(Records)

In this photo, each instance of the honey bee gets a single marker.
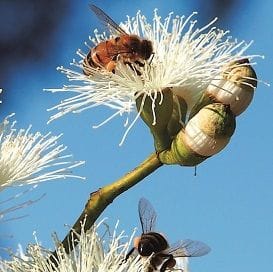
(151, 242)
(124, 47)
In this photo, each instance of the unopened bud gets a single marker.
(178, 117)
(207, 133)
(235, 87)
(156, 113)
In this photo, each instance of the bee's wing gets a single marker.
(147, 215)
(104, 18)
(188, 248)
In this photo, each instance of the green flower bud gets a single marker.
(234, 87)
(177, 121)
(156, 113)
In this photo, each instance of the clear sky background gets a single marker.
(228, 205)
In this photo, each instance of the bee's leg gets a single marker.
(132, 67)
(129, 254)
(151, 58)
(111, 65)
(169, 263)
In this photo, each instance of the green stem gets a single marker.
(101, 198)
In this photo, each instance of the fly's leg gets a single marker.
(169, 262)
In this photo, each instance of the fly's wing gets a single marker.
(147, 215)
(188, 248)
(105, 19)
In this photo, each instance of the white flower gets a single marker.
(92, 254)
(27, 158)
(186, 58)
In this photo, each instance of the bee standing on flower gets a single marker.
(155, 244)
(126, 48)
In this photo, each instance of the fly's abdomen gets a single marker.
(151, 242)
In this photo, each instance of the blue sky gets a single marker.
(228, 205)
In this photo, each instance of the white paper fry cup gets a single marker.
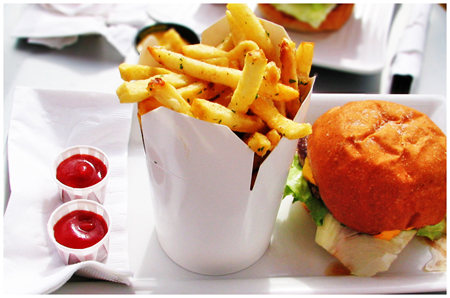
(96, 192)
(98, 251)
(207, 218)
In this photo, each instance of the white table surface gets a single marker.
(91, 65)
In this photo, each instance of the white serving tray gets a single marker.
(293, 263)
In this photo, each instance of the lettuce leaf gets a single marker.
(297, 186)
(434, 232)
(313, 14)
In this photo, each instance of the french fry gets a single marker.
(304, 58)
(224, 98)
(216, 74)
(274, 138)
(248, 86)
(203, 90)
(289, 74)
(252, 29)
(216, 113)
(130, 72)
(227, 44)
(237, 36)
(286, 127)
(172, 40)
(288, 63)
(136, 91)
(258, 142)
(218, 61)
(147, 105)
(168, 95)
(202, 51)
(194, 68)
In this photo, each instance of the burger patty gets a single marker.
(379, 166)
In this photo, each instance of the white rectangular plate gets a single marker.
(293, 262)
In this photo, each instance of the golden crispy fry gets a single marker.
(236, 33)
(172, 40)
(258, 142)
(194, 90)
(218, 61)
(216, 113)
(274, 138)
(202, 51)
(281, 106)
(242, 49)
(288, 63)
(248, 86)
(130, 72)
(252, 29)
(304, 58)
(289, 74)
(227, 44)
(136, 91)
(216, 74)
(194, 68)
(224, 97)
(167, 95)
(148, 105)
(273, 118)
(203, 90)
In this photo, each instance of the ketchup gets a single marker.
(81, 170)
(80, 229)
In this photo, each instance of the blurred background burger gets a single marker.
(308, 17)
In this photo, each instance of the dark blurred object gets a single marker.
(186, 33)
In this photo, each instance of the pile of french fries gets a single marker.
(243, 82)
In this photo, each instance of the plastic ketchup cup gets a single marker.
(81, 172)
(80, 231)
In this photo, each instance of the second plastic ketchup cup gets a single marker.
(81, 172)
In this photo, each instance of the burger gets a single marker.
(308, 17)
(372, 175)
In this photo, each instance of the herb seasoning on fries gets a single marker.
(242, 83)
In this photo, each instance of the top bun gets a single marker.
(334, 21)
(379, 166)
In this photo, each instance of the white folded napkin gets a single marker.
(43, 123)
(409, 41)
(59, 25)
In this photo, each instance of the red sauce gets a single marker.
(337, 269)
(80, 229)
(81, 170)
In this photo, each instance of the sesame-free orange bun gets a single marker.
(333, 21)
(379, 166)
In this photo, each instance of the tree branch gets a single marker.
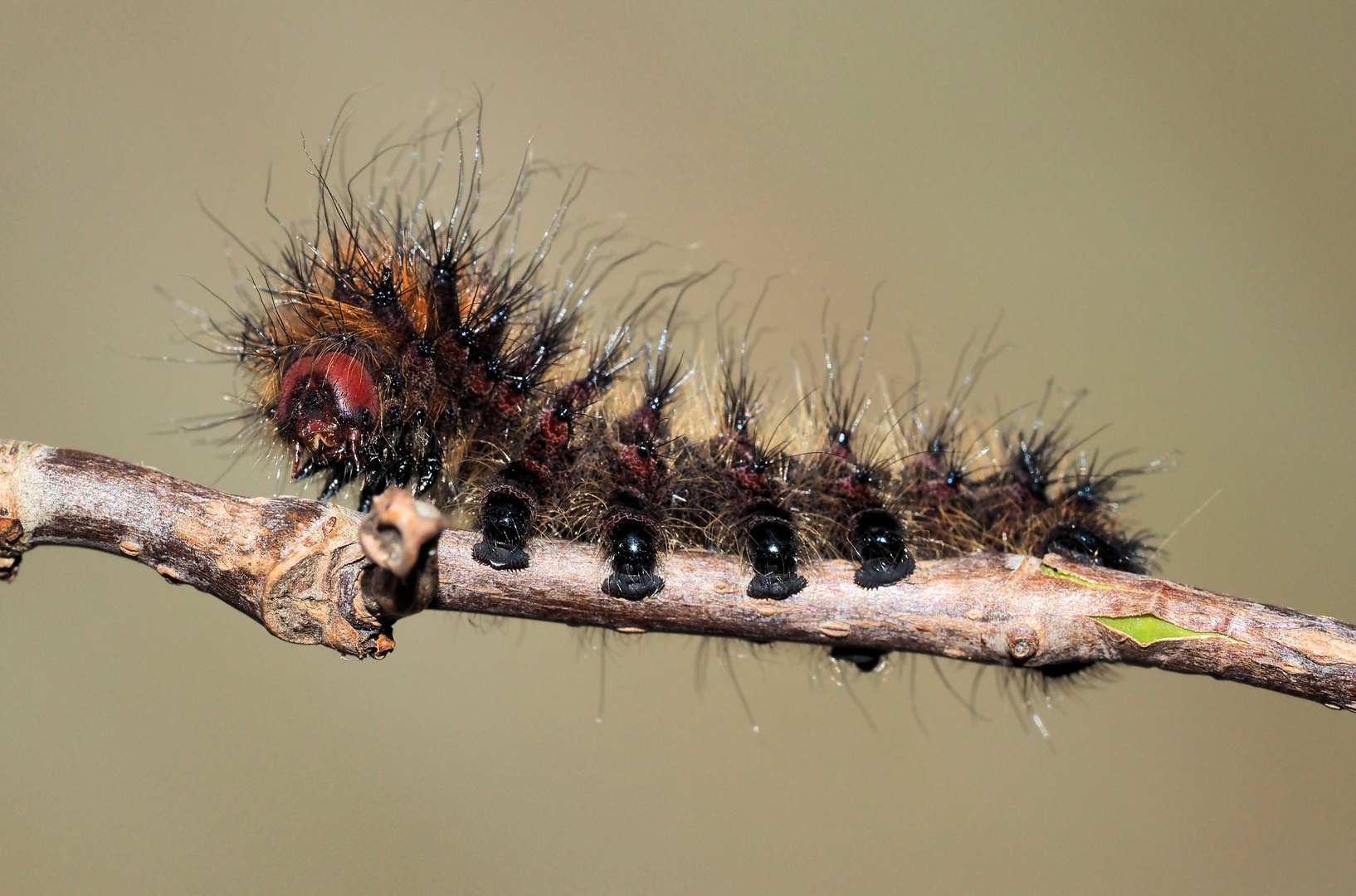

**Exercise objective:**
Starting with the line containing "In this photo, each instance of the second" and going on through the end of the rows, rewrite those lines with "top bun" replaced by "upper bun" and nothing else changed. Leave the pictures out.

**Answer to the problem:**
In this photo, each instance of the second plastic ketchup cup gets a single marker.
(81, 172)
In this photo, each instance of the burger gets a single marker.
(308, 17)
(372, 175)
In this photo, each instance of the herb seasoning on fries gets a single marker.
(242, 83)
In this photo, each instance of the upper bun gets a single marker.
(334, 21)
(379, 166)
In this photo, each instance of the white folded napkin gets a single marker.
(43, 123)
(409, 41)
(59, 25)
In this photo, each instance of the red sauce gets a single marker.
(337, 269)
(80, 229)
(81, 170)
In this photo, each instance of the sesame-free orange bun gets a single marker.
(333, 21)
(379, 166)
In this photo, each instance of the tree branch gets a single marker.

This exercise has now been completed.